=== TEXT SHOWN ===

McGinn broke his promise, a promise which he clearly had no intention of ever keeping. That makes him a "fucking liar".
11
If you want to nitpick his actual words like a lawyer, and he is one, it is not a flop.

What the voters heard, and what his campaign spun it as, was that he didn't like the tunnel but he would step out of the way, not obstruct, and let others lead. Everything he has done since being in office is loudmouth, insert himself and obstruct. To the voters who listened to his campaign message - he flopped.

I voted against him mostly because of this single issue. I didn't believe his change of policy in the campaign. I didn't particularly like Mallahan, but McGinn has been so utterly incompetent on any issue because of his devotion to obstruct the tunnel, that I'm glad I voted against him, and I'm certainly not voting for him again.
12
And what is wrong with Seattle that progressive values like boosting transit, intelligently managing existing roads, supporting alternate transportation and decreasing emissions are controversial? There are some things that are common sense.

You can talk about how not having the tunnel or viaduct will increase emissions, but that's simply a red herring. Building space for more cars brings exactly that. Spending billions on practically cars alone is simply saying that your ideas and solutions for our transportation future hinge on a form of transportation geared almost expressly toward single-users.

=== DATASET RECORDS ===

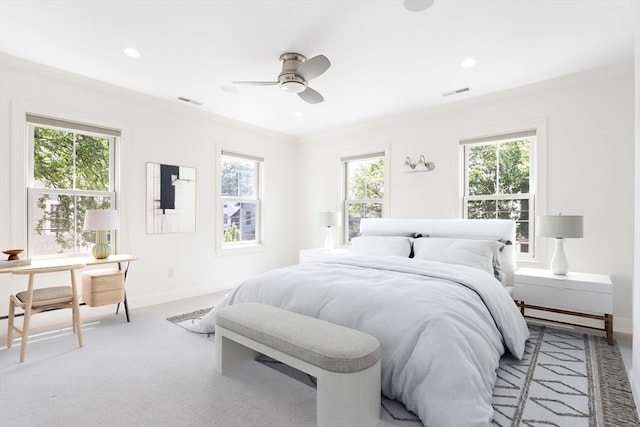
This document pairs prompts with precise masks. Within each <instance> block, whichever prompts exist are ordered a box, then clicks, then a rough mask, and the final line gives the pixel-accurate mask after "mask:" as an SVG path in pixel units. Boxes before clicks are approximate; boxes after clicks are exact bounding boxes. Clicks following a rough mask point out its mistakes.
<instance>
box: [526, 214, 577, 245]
mask: <svg viewBox="0 0 640 427" xmlns="http://www.w3.org/2000/svg"><path fill="white" fill-rule="evenodd" d="M582 228H583V227H582V216H581V215H547V216H539V217H538V232H537V235H538V236H540V237H556V238H560V239H563V238H567V237H569V238H579V237H582V236H583V231H582Z"/></svg>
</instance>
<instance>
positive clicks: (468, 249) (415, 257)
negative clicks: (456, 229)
mask: <svg viewBox="0 0 640 427" xmlns="http://www.w3.org/2000/svg"><path fill="white" fill-rule="evenodd" d="M503 246H504V243H502V242H498V241H496V240H476V239H453V238H445V237H423V238H421V239H416V240H415V241H414V243H413V251H414V258H417V259H426V260H431V261H441V262H447V263H452V264H462V265H467V266H469V267H475V268H479V269H480V270H483V271H486V272H487V273H489V274H491V275H492V276H494V275H495V274H496V271H495V270H494V267H495V262H496V261H497V260H498V259H499V257H500V249H501V248H502V247H503Z"/></svg>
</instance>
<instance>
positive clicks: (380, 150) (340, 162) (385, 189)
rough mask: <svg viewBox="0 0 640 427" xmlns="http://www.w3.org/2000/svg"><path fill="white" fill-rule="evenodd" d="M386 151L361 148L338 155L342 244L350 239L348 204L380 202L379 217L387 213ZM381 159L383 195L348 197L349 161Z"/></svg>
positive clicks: (387, 151) (386, 171)
mask: <svg viewBox="0 0 640 427" xmlns="http://www.w3.org/2000/svg"><path fill="white" fill-rule="evenodd" d="M388 152H389V149H388V148H387V147H385V148H374V149H370V150H361V151H358V152H354V153H348V154H345V155H342V156H340V170H341V209H342V224H343V227H342V230H343V232H342V244H344V245H350V244H351V239H350V237H349V206H350V205H352V204H359V203H361V204H366V203H380V204H381V205H382V211H381V218H384V217H385V216H387V215H388V211H387V204H386V200H387V199H388V194H389V160H388ZM378 158H380V159H382V160H383V167H382V170H383V175H384V183H383V197H382V199H380V198H375V199H349V198H348V195H349V187H348V185H349V183H348V179H349V174H348V167H349V162H353V161H360V160H368V159H378Z"/></svg>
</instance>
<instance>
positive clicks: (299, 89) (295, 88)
mask: <svg viewBox="0 0 640 427" xmlns="http://www.w3.org/2000/svg"><path fill="white" fill-rule="evenodd" d="M306 60H307V58H305V56H304V55H301V54H299V53H283V54H282V55H280V61H282V72H281V73H280V74H279V75H278V83H279V86H280V89H282V90H283V91H285V92H289V93H300V92H303V91H304V90H305V89H306V88H307V82H306V81H305V80H304V79H303V78H302V77H300V76H299V75H298V74H296V73H297V71H298V68H300V65H302V63H303V62H304V61H306Z"/></svg>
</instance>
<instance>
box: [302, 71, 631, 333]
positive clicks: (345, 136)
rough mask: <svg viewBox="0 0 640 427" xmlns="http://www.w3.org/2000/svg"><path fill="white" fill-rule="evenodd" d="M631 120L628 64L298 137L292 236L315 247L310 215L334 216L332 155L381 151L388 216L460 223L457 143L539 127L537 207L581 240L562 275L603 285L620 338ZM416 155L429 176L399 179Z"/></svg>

===

INSTRUCTIONS
[1] Answer these questions about the comments on McGinn and the tunnel:
(a) What profession does the writer say McGinn has?
(b) Which other candidate did the writer not particularly like?
(c) What does the writer call the argument that having no tunnel or viaduct will increase emissions?
[2] Pull out each line of the records that contains the string "clicks".

PER-TASK ANSWERS
[1]
(a) He is a lawyer.
(b) Mallahan.
(c) A red herring.

[2]
This document pairs prompts with precise masks. Within each <instance> block, whichever prompts exist are ordered a box, then clicks, then a rough mask, and the final line gives the pixel-accurate mask after "mask:" as an SVG path in pixel units. Boxes before clicks are approximate; boxes after clicks are exact bounding boxes. Clicks following a rough mask point out its mistakes.
positive clicks: (468, 249) (415, 257)
negative clicks: (456, 229)
positive clicks: (380, 150) (340, 162) (385, 189)
positive clicks: (387, 151) (386, 171)
positive clicks: (299, 89) (295, 88)
positive clicks: (345, 136)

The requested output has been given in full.